What you are asked to do — Nothing may be left out, so copy every entry exactly.

Records shown —
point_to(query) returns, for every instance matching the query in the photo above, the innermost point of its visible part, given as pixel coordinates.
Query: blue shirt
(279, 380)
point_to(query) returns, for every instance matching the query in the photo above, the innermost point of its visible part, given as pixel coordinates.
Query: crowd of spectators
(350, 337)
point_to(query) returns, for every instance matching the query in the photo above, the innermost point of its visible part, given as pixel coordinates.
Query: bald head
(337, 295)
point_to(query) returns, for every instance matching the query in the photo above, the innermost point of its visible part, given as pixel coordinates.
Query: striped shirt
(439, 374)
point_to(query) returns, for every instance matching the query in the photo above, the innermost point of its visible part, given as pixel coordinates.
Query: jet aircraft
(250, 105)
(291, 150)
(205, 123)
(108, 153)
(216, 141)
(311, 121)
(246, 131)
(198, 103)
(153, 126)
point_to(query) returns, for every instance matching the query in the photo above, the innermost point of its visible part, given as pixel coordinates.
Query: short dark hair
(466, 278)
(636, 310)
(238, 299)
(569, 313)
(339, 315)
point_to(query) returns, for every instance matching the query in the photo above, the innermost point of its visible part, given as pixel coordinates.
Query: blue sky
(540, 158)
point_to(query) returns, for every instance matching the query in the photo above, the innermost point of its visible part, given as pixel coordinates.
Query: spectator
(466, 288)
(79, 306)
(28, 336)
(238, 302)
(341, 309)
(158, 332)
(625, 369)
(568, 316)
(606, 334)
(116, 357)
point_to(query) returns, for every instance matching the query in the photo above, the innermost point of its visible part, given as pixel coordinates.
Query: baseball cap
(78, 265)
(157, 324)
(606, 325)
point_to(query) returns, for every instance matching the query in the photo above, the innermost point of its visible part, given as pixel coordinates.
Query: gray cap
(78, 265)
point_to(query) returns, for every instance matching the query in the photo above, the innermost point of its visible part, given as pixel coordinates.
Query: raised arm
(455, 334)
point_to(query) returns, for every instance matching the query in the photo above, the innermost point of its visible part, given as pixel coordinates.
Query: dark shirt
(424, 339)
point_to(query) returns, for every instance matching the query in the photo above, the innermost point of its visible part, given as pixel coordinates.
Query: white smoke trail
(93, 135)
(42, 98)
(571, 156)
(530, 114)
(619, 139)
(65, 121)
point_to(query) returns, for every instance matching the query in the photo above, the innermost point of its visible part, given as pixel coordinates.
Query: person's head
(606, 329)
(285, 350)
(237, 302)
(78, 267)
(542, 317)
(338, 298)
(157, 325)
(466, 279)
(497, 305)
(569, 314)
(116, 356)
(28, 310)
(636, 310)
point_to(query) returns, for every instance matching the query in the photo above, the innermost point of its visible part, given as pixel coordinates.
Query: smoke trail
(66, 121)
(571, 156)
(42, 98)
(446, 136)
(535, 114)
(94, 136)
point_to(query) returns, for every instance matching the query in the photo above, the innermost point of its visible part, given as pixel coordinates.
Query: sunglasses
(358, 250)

Reply —
point_to(query) returns, for every instance matching the query in the photo above, the innermost point of its visible part, given as pixel coordinates.
Query: blue shirt
(279, 380)
point_to(query) returns, for every instance matching the query in the photo above, the innermost point of its visible part, given as pixel coordinates.
Query: crowd of spectators
(350, 337)
point_to(query) returns, for every instance matching the query in the photo above, the innermost point of its visible part, given as pixel coordinates.
Query: bald head
(337, 295)
point_to(query) returns, for every instance matching the query in the photo above, the innermost point of its visible part, given as pixel coordinates.
Query: striped shirt
(439, 374)
point_to(query) returns, for every instance matching the query in the photo above, the innermost point of its visible part, given as pixel coordinates.
Query: jet aircraft
(250, 105)
(291, 150)
(205, 123)
(108, 153)
(216, 141)
(311, 121)
(246, 131)
(198, 103)
(153, 126)
point_to(query) returns, for every instance matching the query in the photo above, the innermost point of its visible part, given as pixel coordinates.
Query: short dark hair
(466, 278)
(636, 310)
(238, 299)
(569, 313)
(339, 315)
point_to(query) returns, for every instance matching the query in the photo above, the innermost point of its visible part, given as pixel coordinates.
Query: blue sky
(540, 158)
point_to(query) returns, for every instance matching the query in the photo above, the innermost point of its visible part, given as pixel coordinates.
Query: spectator
(466, 288)
(79, 306)
(28, 336)
(238, 302)
(341, 309)
(158, 332)
(625, 369)
(568, 316)
(606, 334)
(116, 357)
point_to(query) returns, for every instance matching the query in the photo above, the innermost point of its visible part, given as pixel coordinates.
Query: baseball cap
(78, 265)
(157, 324)
(606, 325)
point_to(query) returns, for every instance matching the query in the photo above, the innermost point of its visible part, given as pixel coordinates.
Query: gray cap
(78, 265)
point_to(query) returns, for every instance matching the query in the photo above, the innermost point of its visible part, given as pixel coordinates.
Query: raised arm
(455, 334)
point_to(query) returns, for every instance matching the query in the photo above, the innermost point of its visible part, given as pixel coordinates.
Query: dark shirt
(424, 339)
point_to(query) returns, for every instance matching the query in the photo above, the innermost point of its visible part, given as pixel coordinates.
Query: white smoke trail
(93, 135)
(42, 98)
(571, 156)
(530, 114)
(619, 139)
(65, 121)
point_to(query) returns, for every instance matching the query in the photo above, the innermost point of its visible part, given as pixel coordinates.
Query: person's head
(606, 329)
(285, 350)
(237, 302)
(78, 267)
(542, 317)
(338, 298)
(157, 325)
(466, 279)
(497, 305)
(569, 314)
(116, 356)
(28, 310)
(636, 310)
point_to(query) returns, for every instance matching the query in the photo above, the innermost point of its visible part, given as pixel coordinates.
Query: smoke trail
(66, 121)
(571, 156)
(42, 98)
(446, 136)
(535, 114)
(94, 136)
point_to(query) returns, for every instance matching the query in the photo above, the innermost point of its visible part, given as pixel coordinates.
Query: sunglasses
(358, 250)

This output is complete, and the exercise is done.